**About this task**
I'd like the records transcribed exactly, leaving the images out.

[Excerpts from a dataset]
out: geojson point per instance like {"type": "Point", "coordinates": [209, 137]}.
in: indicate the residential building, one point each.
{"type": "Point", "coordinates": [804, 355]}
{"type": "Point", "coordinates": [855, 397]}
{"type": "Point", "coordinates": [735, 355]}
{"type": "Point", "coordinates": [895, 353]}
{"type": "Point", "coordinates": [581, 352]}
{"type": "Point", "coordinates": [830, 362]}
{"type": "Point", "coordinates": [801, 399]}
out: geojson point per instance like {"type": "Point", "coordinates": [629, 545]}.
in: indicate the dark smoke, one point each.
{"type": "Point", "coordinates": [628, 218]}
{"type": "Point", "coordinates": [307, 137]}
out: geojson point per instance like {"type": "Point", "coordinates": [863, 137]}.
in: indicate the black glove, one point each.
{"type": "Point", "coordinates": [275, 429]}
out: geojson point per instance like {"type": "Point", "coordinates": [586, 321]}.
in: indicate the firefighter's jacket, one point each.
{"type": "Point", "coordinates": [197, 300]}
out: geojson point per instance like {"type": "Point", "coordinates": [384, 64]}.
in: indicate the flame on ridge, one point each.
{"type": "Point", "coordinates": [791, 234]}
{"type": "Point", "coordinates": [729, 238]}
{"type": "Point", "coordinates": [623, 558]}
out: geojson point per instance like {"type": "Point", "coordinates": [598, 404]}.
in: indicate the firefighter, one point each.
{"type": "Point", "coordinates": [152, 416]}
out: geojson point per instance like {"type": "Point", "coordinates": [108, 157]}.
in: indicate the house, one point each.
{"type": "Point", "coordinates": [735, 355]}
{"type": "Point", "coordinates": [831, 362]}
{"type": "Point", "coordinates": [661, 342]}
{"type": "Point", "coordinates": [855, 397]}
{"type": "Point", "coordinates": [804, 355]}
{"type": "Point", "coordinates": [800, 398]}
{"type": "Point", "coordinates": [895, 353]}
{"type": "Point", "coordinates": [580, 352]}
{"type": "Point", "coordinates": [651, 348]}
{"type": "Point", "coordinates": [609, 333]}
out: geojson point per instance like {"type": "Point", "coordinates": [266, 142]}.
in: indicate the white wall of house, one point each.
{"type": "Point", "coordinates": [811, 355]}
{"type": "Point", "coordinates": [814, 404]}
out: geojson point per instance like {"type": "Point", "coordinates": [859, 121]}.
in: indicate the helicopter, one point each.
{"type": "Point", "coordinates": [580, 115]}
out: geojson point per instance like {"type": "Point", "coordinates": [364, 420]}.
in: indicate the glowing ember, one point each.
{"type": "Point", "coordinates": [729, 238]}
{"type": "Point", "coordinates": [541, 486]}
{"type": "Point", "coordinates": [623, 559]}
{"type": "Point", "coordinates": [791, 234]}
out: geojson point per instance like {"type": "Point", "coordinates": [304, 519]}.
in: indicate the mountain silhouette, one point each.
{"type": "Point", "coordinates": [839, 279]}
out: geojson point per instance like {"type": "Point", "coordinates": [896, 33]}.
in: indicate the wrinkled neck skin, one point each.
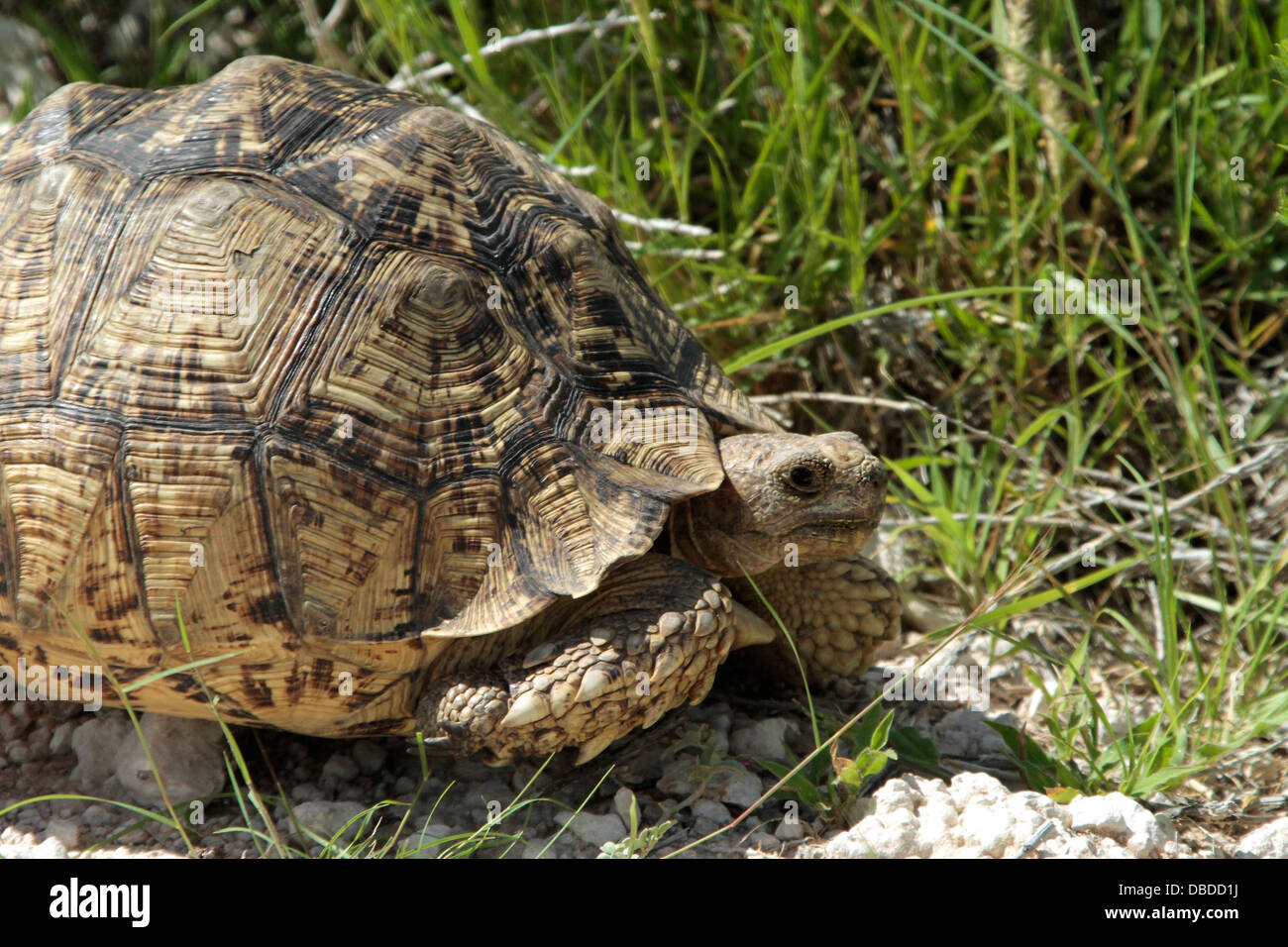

**Response to this exercise**
out: geojson point per instance like {"type": "Point", "coordinates": [209, 137]}.
in: indicate the residential building, one point each.
{"type": "Point", "coordinates": [804, 355]}
{"type": "Point", "coordinates": [855, 397]}
{"type": "Point", "coordinates": [735, 355]}
{"type": "Point", "coordinates": [895, 353]}
{"type": "Point", "coordinates": [581, 352]}
{"type": "Point", "coordinates": [830, 362]}
{"type": "Point", "coordinates": [801, 399]}
out: geojson point per instance like {"type": "Point", "coordinates": [629, 545]}.
in: indicate the dark smoke, one point each.
{"type": "Point", "coordinates": [628, 218]}
{"type": "Point", "coordinates": [307, 137]}
out: geojson point per instance like {"type": "Point", "coordinates": [863, 137]}.
in: indicate the black glove, one point each.
{"type": "Point", "coordinates": [275, 429]}
out: geojson point per instance like {"type": "Point", "coordinates": [586, 321]}.
in: indicate the firefighter's jacket, one point each.
{"type": "Point", "coordinates": [197, 300]}
out: geojson point per instance like {"type": "Point", "coordinates": [384, 64]}.
in: indicate the flame on ridge, one point each.
{"type": "Point", "coordinates": [791, 234]}
{"type": "Point", "coordinates": [729, 238]}
{"type": "Point", "coordinates": [623, 558]}
out: geojson point per instance like {"type": "Point", "coordinates": [598, 404]}.
in: indicate the firefighter, one point each.
{"type": "Point", "coordinates": [152, 416]}
out: geojson point per instance like {"type": "Point", "coordinates": [108, 157]}.
in: indicate the house, one point each.
{"type": "Point", "coordinates": [735, 355]}
{"type": "Point", "coordinates": [831, 362]}
{"type": "Point", "coordinates": [661, 342]}
{"type": "Point", "coordinates": [855, 397]}
{"type": "Point", "coordinates": [804, 355]}
{"type": "Point", "coordinates": [800, 398]}
{"type": "Point", "coordinates": [895, 353]}
{"type": "Point", "coordinates": [580, 352]}
{"type": "Point", "coordinates": [651, 348]}
{"type": "Point", "coordinates": [609, 333]}
out: geojson point per instance like {"type": "Point", "coordinates": [266, 142]}.
in: indicate the white wall of house, one point each.
{"type": "Point", "coordinates": [811, 355]}
{"type": "Point", "coordinates": [814, 404]}
out: geojson point per instance like {"type": "Point", "coordinates": [859, 121]}.
in: indicate the helicopter, one point each.
{"type": "Point", "coordinates": [580, 115]}
out: geojson point per instance like {"type": "Point", "coordinates": [364, 420]}.
in: indicate the glowing ember, one point each.
{"type": "Point", "coordinates": [729, 238]}
{"type": "Point", "coordinates": [541, 486]}
{"type": "Point", "coordinates": [623, 559]}
{"type": "Point", "coordinates": [791, 234]}
out: geojson point per instance like {"type": "Point", "coordinates": [304, 519]}.
in: indicate the mountain silhouette, one point each.
{"type": "Point", "coordinates": [839, 279]}
out: geojson point per instance like {"type": "Point", "coordinates": [896, 33]}.
in: indicate the wrinkled neck skin, one point each.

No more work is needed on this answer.